EXERCISE PROMPT:
Of the lines below, copy those that hold the word "bathtub".

DATA LISTING below:

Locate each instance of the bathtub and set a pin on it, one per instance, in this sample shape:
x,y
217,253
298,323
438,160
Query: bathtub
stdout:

End of DATA LISTING.

RESPONSE AREA:
Locate each instance of the bathtub and set a pin on it, one per instance, in this sample shape:
Query: bathtub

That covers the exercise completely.